Problem to solve: Locate the line that contains "of the rocky". Print it and each following line through the end of the listing, verbatim, and nothing more.

Start of Excerpted data

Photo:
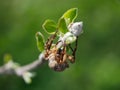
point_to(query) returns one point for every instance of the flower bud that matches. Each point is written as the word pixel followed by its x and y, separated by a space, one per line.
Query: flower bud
pixel 76 28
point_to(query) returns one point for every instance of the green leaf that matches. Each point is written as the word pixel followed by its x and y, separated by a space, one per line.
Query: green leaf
pixel 49 26
pixel 62 27
pixel 40 41
pixel 70 15
pixel 7 58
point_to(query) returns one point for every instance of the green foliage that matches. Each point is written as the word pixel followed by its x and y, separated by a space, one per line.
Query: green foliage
pixel 40 41
pixel 68 17
pixel 7 58
pixel 62 26
pixel 97 65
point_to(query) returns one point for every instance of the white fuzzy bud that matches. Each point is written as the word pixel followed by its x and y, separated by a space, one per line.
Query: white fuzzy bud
pixel 76 28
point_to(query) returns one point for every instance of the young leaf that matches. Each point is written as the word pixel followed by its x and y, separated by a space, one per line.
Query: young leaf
pixel 49 26
pixel 7 58
pixel 70 15
pixel 40 41
pixel 62 27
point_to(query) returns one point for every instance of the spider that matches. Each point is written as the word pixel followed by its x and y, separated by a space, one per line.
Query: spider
pixel 60 58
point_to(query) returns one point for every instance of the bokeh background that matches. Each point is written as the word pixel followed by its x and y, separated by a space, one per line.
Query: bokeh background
pixel 97 65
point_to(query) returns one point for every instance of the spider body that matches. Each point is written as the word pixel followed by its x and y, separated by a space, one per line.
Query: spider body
pixel 58 57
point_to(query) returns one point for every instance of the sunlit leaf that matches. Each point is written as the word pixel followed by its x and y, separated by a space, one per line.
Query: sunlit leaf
pixel 70 15
pixel 62 27
pixel 40 41
pixel 49 26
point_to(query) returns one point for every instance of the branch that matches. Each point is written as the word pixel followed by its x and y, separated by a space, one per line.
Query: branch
pixel 12 68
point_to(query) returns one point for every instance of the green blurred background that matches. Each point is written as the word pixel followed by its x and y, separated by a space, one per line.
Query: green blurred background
pixel 97 65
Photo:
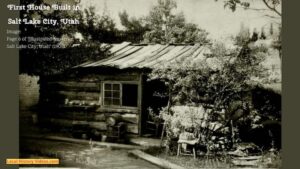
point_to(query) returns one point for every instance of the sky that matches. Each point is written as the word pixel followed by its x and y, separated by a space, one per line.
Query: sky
pixel 210 15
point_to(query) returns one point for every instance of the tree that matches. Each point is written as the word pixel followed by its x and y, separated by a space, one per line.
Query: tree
pixel 272 5
pixel 167 27
pixel 135 28
pixel 262 34
pixel 218 87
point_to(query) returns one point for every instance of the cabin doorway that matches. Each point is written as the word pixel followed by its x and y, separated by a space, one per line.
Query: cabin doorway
pixel 155 97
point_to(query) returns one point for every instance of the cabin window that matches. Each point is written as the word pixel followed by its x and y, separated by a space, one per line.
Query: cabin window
pixel 117 94
pixel 112 94
pixel 130 95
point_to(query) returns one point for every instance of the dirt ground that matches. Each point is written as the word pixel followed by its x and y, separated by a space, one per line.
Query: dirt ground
pixel 83 156
pixel 72 154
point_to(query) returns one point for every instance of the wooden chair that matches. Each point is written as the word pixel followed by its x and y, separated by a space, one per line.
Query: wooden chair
pixel 185 141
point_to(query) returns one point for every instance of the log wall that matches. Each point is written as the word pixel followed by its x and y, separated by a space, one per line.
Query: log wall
pixel 68 101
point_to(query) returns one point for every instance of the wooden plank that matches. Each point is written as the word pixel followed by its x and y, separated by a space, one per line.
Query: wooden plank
pixel 154 160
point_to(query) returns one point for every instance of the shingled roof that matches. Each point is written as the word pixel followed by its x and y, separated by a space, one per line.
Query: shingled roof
pixel 127 55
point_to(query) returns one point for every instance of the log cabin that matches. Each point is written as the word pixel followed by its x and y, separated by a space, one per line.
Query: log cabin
pixel 92 91
pixel 117 85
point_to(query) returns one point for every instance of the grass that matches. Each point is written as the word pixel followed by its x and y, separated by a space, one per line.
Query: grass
pixel 268 160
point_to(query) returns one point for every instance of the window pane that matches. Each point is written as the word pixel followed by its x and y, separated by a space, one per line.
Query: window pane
pixel 107 94
pixel 107 101
pixel 107 87
pixel 116 86
pixel 116 94
pixel 130 95
pixel 116 101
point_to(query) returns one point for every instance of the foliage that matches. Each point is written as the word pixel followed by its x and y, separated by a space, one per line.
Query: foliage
pixel 272 5
pixel 135 28
pixel 161 25
pixel 223 81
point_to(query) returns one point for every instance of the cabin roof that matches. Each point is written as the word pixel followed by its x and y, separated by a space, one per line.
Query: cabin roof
pixel 127 55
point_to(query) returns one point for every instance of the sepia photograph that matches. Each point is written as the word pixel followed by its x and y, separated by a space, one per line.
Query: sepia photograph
pixel 149 84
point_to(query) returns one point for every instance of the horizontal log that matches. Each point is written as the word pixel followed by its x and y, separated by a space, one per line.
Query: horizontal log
pixel 86 116
pixel 73 86
pixel 98 125
pixel 80 95
pixel 132 128
pixel 117 110
pixel 99 117
pixel 155 160
pixel 131 118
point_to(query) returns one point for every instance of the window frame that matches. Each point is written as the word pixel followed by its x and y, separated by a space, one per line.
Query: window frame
pixel 121 83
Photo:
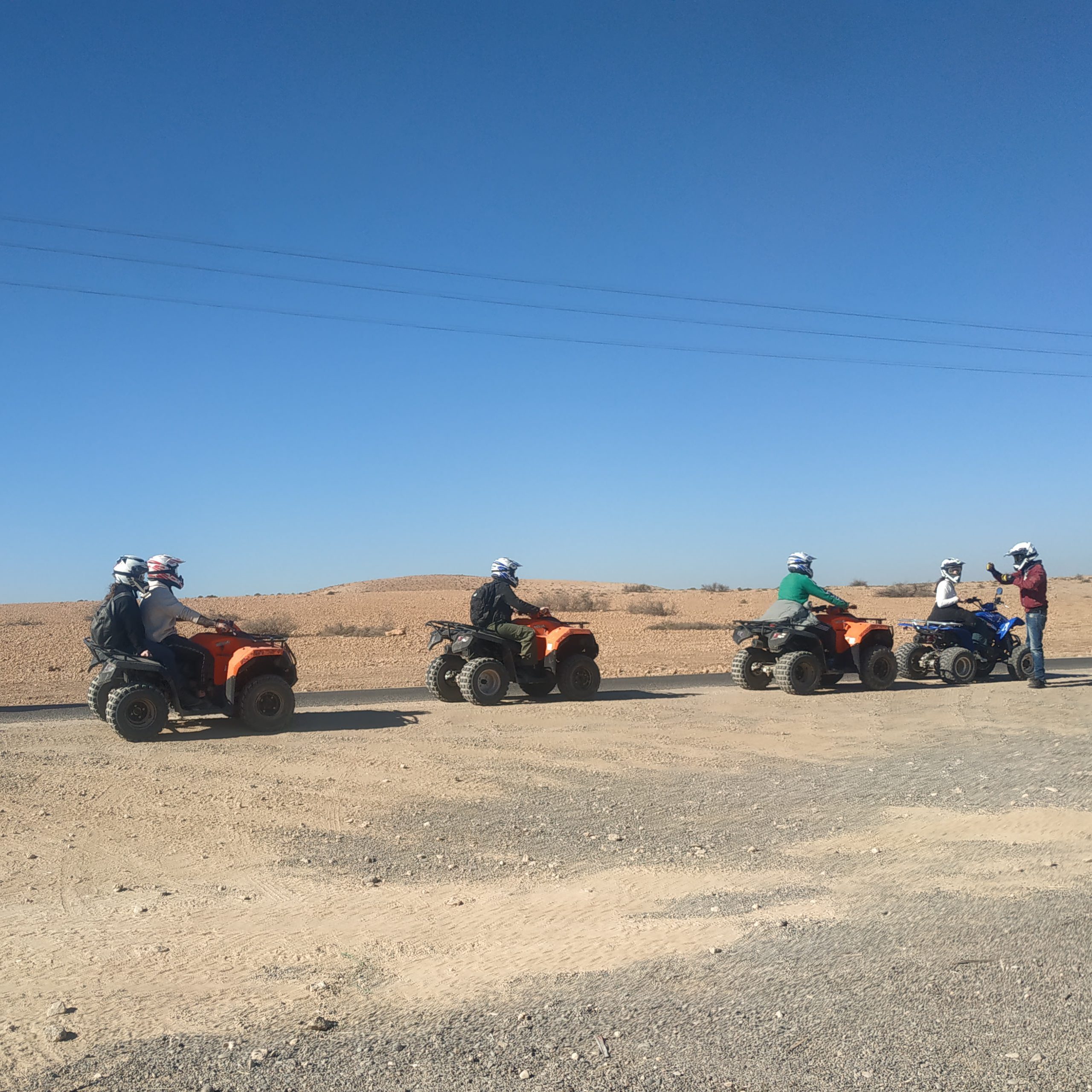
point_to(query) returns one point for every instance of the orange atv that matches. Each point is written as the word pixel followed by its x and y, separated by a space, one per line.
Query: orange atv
pixel 478 665
pixel 253 680
pixel 802 659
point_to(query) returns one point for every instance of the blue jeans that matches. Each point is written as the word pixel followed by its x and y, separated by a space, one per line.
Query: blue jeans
pixel 1036 619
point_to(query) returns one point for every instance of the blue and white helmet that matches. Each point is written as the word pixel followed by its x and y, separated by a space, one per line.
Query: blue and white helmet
pixel 505 568
pixel 801 563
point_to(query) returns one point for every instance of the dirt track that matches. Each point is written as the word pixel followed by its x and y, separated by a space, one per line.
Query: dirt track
pixel 897 886
pixel 46 662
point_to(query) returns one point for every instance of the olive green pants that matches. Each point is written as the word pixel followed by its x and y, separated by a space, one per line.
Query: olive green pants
pixel 522 634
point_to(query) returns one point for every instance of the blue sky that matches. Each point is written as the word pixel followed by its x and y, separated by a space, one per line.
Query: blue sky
pixel 925 160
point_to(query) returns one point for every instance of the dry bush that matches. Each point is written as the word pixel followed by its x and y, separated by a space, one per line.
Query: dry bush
pixel 907 591
pixel 656 607
pixel 342 629
pixel 691 625
pixel 582 602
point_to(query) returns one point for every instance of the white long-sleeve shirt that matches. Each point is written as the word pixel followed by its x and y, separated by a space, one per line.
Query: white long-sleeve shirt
pixel 946 593
pixel 160 611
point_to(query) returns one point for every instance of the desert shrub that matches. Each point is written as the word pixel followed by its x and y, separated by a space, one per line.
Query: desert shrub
pixel 578 601
pixel 691 625
pixel 342 629
pixel 656 607
pixel 269 624
pixel 906 591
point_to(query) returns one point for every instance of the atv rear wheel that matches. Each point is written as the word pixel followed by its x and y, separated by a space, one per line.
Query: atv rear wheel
pixel 443 677
pixel 746 669
pixel 799 673
pixel 1021 664
pixel 483 682
pixel 878 668
pixel 578 677
pixel 909 658
pixel 956 666
pixel 99 695
pixel 267 703
pixel 137 712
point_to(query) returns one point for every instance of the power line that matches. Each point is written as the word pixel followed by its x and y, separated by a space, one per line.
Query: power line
pixel 541 307
pixel 282 253
pixel 544 338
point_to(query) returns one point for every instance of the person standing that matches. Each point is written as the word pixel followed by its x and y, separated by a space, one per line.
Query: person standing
pixel 1030 577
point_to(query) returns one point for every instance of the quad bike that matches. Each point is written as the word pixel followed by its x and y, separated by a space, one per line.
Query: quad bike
pixel 803 659
pixel 253 680
pixel 479 665
pixel 948 648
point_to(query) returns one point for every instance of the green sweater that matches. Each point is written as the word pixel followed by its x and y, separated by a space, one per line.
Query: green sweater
pixel 799 588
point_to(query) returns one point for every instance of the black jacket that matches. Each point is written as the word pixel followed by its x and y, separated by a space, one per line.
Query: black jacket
pixel 117 624
pixel 495 602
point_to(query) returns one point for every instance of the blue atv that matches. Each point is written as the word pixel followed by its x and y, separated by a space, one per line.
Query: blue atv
pixel 947 648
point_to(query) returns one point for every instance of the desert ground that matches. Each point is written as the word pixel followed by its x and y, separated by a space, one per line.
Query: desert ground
pixel 699 888
pixel 44 659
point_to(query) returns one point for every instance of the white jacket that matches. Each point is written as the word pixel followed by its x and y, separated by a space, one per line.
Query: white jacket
pixel 160 611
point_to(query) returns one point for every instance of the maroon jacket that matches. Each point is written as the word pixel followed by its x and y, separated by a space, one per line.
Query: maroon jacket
pixel 1031 582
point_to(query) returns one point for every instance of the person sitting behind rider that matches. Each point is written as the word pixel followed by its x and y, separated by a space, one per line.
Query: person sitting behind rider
pixel 493 604
pixel 793 593
pixel 161 611
pixel 947 607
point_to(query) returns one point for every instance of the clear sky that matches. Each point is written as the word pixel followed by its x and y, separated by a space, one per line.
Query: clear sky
pixel 927 160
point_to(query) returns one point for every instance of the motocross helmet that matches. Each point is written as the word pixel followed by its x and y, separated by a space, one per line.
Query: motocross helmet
pixel 131 570
pixel 949 564
pixel 505 568
pixel 163 569
pixel 1022 554
pixel 801 563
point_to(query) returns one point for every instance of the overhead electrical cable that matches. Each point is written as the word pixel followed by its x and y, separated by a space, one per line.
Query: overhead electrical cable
pixel 533 306
pixel 544 338
pixel 317 256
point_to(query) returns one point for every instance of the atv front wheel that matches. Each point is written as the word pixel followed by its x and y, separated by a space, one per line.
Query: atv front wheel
pixel 267 703
pixel 443 677
pixel 799 673
pixel 137 712
pixel 747 669
pixel 909 658
pixel 1021 664
pixel 483 682
pixel 99 695
pixel 578 677
pixel 878 668
pixel 956 666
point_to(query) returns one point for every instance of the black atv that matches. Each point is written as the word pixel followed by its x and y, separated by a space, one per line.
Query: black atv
pixel 479 665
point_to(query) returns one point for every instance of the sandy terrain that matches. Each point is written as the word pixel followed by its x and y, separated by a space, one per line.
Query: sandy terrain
pixel 45 661
pixel 733 889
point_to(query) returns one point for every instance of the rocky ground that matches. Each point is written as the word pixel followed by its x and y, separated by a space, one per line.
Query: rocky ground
pixel 694 889
pixel 45 661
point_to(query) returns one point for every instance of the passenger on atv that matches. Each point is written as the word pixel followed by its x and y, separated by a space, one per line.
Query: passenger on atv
pixel 493 604
pixel 161 611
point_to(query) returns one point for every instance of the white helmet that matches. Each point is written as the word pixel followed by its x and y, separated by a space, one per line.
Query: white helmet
pixel 505 568
pixel 1022 554
pixel 131 570
pixel 952 563
pixel 801 563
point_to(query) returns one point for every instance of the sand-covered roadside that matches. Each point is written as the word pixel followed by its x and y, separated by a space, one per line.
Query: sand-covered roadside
pixel 44 660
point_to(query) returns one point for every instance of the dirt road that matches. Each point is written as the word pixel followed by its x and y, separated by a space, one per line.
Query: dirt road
pixel 731 889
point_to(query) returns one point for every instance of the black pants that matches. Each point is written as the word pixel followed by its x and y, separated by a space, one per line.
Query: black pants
pixel 195 660
pixel 964 619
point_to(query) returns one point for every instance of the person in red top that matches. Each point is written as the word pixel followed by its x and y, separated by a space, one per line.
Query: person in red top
pixel 1030 577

End of Excerpted data

Expected output:
point_to(query) returns one point for every instance of the rocky ground that matches. Each point is written as the word pixel followed by its x and y, separated by a space, one per line.
Query: rocky ground
pixel 694 889
pixel 45 661
point_to(query) returns one point for every instance of the passenger on atv that matches. Each point is written as the word pixel followed by its x and y, separated by a space, one per line.
Query: passenger on atv
pixel 493 604
pixel 161 611
point_to(query) returns one point for every instance of the white helmet that matches. Each point is written as the word pixel followed by its x and y, separated by a space, one per line.
Query: white helmet
pixel 505 568
pixel 1022 554
pixel 131 570
pixel 952 563
pixel 801 563
point_to(query) returns one point for every instance of the sand-covered roadside that matches. Each point is written as the word pixel followed by its x and y, separated by a space, one per line.
Query: sand-covered roadside
pixel 44 660
point_to(query) returns one point for every instance of the dirt road that matches. Each point is written as the word pixel followed by its x and y, separated by a space, one per line.
Query: dirt road
pixel 731 889
point_to(query) returns one point for every instance of the black pants that matches. Each point is written as the word pixel followed by its x and y, separated by a space, one per line.
Query: black pants
pixel 195 660
pixel 964 619
point_to(query) returns one point for every instance of the person in red top that matches. Each point is written as the word pixel followed by its x and y, separated by a space, one per line.
Query: person in red top
pixel 1030 577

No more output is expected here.